Everything from the line containing "of the shrub" to the last line of the records must be returned verbatim; nothing else belongs in the output.

:::

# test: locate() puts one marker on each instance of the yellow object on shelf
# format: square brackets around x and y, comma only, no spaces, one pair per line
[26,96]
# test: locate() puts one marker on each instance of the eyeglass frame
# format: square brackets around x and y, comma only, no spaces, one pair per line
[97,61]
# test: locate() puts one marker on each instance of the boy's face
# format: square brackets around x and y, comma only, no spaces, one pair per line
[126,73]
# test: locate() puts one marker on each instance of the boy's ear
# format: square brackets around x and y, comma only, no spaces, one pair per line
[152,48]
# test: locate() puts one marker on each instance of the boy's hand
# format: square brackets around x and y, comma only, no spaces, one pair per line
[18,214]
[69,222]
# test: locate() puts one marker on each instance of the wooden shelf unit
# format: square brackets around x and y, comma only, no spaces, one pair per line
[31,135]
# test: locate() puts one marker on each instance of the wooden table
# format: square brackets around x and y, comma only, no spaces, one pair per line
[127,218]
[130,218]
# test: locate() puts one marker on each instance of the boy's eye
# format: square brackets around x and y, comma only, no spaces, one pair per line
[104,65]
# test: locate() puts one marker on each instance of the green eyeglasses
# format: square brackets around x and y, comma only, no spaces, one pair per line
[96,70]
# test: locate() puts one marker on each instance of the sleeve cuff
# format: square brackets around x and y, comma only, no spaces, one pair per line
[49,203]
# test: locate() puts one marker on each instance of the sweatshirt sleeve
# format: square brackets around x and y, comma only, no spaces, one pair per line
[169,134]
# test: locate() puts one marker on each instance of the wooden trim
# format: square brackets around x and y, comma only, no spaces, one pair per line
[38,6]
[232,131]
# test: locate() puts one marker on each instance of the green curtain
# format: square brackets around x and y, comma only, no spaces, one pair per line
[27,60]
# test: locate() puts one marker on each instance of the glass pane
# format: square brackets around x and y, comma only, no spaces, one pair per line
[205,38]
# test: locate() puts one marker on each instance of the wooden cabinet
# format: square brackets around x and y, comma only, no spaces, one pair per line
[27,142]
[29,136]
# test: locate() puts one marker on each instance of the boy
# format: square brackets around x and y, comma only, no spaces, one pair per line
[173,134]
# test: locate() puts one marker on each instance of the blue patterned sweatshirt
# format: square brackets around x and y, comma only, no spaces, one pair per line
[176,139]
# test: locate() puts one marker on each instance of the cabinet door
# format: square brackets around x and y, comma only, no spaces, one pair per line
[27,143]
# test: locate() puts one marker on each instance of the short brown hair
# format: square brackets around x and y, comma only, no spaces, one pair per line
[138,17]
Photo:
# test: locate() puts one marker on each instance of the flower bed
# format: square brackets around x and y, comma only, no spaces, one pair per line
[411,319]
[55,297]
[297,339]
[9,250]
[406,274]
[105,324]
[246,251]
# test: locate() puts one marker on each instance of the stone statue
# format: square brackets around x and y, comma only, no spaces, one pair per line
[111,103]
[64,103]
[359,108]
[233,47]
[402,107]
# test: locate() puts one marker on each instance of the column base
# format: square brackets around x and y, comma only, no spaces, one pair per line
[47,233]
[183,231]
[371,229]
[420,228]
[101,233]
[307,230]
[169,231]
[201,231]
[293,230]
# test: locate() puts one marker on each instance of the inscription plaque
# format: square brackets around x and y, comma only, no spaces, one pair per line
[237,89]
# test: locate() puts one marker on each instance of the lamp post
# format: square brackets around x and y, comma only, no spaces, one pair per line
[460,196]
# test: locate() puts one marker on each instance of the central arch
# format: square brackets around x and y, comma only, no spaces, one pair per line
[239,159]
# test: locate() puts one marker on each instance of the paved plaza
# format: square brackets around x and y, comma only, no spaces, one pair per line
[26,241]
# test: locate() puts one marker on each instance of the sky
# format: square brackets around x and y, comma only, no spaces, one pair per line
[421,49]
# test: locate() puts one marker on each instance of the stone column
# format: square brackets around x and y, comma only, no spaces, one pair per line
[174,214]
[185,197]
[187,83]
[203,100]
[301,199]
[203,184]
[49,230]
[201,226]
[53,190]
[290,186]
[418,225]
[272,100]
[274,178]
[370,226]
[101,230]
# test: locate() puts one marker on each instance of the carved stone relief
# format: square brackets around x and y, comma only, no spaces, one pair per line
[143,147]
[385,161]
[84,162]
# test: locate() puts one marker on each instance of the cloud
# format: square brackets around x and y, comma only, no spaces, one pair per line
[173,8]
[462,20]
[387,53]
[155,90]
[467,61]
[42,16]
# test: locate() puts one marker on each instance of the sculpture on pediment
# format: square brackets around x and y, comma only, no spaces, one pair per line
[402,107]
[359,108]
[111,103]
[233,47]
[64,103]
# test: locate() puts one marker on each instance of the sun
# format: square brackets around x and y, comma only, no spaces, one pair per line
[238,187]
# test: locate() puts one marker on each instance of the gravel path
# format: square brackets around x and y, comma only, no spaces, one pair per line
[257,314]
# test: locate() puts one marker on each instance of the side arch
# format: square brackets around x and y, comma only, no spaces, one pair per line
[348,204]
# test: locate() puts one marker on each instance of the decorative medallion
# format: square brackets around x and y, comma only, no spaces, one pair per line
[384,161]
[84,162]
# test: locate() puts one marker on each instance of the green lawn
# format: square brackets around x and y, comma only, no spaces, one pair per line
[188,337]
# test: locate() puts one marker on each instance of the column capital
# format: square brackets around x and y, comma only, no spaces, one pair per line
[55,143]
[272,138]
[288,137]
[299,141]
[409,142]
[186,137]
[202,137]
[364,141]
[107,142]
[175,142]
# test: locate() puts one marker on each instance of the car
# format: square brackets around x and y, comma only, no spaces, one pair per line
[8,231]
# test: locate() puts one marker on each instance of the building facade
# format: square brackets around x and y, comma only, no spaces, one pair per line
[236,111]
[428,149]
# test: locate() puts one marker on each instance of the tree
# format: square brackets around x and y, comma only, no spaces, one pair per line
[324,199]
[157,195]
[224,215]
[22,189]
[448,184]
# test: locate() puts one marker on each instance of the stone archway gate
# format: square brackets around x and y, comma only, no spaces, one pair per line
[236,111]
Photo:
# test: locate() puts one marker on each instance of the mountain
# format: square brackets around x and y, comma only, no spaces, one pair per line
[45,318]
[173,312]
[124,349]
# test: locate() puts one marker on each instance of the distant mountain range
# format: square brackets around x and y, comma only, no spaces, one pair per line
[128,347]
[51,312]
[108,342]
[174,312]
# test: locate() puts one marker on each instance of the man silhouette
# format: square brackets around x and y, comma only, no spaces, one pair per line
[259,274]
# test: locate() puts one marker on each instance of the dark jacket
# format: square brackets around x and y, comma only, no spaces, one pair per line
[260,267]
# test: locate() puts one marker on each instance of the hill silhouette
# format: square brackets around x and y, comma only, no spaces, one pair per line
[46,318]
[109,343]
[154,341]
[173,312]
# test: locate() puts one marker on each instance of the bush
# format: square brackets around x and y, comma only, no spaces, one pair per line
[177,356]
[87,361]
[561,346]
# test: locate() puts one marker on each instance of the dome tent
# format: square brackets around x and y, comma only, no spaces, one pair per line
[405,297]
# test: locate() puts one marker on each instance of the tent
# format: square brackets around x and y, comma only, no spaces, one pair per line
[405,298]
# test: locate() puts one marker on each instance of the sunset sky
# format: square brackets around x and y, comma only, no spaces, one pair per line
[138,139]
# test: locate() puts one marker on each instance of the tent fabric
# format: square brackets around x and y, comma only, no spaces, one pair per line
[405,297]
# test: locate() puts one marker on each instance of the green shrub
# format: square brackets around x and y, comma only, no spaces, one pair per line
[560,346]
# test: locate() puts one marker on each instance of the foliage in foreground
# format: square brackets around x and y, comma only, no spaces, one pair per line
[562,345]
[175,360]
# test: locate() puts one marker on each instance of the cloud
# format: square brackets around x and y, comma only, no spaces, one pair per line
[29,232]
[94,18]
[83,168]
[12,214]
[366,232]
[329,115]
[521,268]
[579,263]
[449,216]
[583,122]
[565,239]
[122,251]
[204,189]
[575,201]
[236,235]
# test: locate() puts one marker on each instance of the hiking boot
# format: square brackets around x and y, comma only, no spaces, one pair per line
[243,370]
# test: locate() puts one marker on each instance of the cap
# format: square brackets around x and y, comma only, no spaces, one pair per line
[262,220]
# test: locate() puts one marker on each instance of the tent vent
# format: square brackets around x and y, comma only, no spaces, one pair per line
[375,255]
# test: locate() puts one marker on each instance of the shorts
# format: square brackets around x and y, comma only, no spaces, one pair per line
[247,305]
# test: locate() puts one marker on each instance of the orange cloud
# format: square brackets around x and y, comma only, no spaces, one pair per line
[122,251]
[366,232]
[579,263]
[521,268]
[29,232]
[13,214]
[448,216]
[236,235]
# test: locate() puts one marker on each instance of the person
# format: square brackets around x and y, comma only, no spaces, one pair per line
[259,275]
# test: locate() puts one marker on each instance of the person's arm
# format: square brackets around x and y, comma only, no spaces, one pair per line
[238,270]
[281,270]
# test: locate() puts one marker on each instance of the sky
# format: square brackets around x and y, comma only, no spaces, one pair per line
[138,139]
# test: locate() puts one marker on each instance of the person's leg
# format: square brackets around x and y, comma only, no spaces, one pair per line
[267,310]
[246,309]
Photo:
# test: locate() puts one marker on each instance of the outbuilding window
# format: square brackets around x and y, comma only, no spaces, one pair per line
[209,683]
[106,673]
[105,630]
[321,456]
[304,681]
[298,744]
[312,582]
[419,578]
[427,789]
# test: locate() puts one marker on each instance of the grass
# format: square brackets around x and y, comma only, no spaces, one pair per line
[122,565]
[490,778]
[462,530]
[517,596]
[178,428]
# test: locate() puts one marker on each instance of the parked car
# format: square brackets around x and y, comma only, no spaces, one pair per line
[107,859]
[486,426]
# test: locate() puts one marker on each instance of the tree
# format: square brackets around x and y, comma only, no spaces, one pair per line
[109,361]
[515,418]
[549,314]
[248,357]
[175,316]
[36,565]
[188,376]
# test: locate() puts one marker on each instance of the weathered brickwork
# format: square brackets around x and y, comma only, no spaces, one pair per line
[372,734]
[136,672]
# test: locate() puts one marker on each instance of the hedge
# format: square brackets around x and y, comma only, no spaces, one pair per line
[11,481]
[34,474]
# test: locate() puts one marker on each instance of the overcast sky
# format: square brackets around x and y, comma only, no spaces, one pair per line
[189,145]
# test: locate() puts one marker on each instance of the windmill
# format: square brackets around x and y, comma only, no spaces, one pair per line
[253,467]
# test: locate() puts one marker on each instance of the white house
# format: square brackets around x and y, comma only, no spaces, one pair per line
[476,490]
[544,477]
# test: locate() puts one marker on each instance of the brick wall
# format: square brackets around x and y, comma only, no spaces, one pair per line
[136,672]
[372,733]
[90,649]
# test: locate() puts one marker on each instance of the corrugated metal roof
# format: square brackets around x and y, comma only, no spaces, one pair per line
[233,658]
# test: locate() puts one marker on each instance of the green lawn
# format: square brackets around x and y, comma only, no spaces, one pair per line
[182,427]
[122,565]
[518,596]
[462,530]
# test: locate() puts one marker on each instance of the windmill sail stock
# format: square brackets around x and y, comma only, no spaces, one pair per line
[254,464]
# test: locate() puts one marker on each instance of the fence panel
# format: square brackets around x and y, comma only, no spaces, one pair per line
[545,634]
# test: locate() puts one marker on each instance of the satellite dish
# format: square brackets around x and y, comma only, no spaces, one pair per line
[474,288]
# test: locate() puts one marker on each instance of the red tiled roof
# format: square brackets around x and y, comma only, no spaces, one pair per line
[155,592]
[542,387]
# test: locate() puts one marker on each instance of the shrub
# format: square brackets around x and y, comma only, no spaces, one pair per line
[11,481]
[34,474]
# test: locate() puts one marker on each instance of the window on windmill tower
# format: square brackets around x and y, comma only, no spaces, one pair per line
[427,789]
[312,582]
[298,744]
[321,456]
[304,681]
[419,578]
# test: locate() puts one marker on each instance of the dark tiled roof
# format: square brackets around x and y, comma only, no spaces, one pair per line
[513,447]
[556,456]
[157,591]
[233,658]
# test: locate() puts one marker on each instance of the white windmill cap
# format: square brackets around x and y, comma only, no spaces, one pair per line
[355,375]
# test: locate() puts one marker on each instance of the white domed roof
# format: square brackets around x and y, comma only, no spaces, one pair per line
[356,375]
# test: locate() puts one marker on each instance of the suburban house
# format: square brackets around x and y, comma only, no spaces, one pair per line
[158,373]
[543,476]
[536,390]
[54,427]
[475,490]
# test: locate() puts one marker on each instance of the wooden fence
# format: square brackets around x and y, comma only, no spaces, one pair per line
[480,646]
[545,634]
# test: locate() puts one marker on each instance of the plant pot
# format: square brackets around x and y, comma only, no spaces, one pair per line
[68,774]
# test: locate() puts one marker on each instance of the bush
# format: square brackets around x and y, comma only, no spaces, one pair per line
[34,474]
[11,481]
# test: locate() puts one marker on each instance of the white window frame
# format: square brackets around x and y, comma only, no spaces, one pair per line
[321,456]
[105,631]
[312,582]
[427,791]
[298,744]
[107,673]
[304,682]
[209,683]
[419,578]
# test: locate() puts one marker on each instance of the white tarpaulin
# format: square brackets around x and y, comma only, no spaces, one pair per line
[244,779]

:::

### Answer
# test: locate() puts one marker on each instance of the shrub
# format: square brackets around x and y, comma only, no spaces, one pair per line
[11,481]
[34,474]
# test: locate() puts one marker on each instance of the window on windmill tower
# format: square brackets around x and y, comma only, no spaces, one pair per line
[427,789]
[312,582]
[298,744]
[321,456]
[304,681]
[419,578]
# test: locate() puts one marker on each instance of the dark tiled roof
# format: square brackets around x and y, comma only, no spaces, one pair per line
[513,447]
[556,456]
[157,591]
[233,658]
# test: locate() puts one marker on each instance of the white windmill cap
# format: square brackets around x and y, comma only, no spaces, one pair per line
[355,375]
# test: locate() puts one marker on each instance of the white domed roof
# format: square brackets around x and y, comma only, no spaces, one pair per line
[356,375]
# test: locate() puts one marker on each instance of the suburban house
# format: square brackets around x and y, comma only, no spaces, one pair per line
[158,373]
[543,476]
[536,390]
[54,427]
[475,490]
# test: locate() puts one marker on each instance of the wooden fence
# format: square brackets around x and y, comma only, no spaces, one pair per line
[480,646]
[545,634]
# test: locate() puts one marker on each instance of the plant pot
# format: square brackets around x and y, comma only, no spaces, one pair per line
[68,774]
# test: locate() puts one marker on each instance of the bush
# format: square brackets around x and y, comma only, no spaces, one pair per line
[34,474]
[11,481]
# test: locate() puts one marker on each instance of the white window frame
# format: square brackets around x and y, comma only, no spaces, one pair per line
[321,456]
[105,631]
[312,582]
[427,791]
[298,744]
[107,673]
[304,682]
[209,683]
[419,578]
# test: locate() puts one marker on each instance of the white tarpaulin
# format: square brackets around x and y, comma only, no spaces, one pair per line
[244,779]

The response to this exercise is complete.